> **Exercise directions**:
Starting with the line that contains "Annotation guideline — the target class is reflection", reproduce each line through the end of the listing below, with no other output.

Bounding-box records:
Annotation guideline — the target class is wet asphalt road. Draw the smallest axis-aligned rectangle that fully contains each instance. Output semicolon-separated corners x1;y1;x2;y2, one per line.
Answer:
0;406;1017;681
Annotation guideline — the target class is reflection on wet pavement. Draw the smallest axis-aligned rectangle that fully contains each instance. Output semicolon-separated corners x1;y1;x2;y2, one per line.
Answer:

> **The solution**:
Annotation guideline — the target class is reflection on wet pavement. Draw the smallest axis-aligned rectangle that fully contains each instance. Output semicolon-separated corners x1;y1;x2;y2, one per line.
Answer:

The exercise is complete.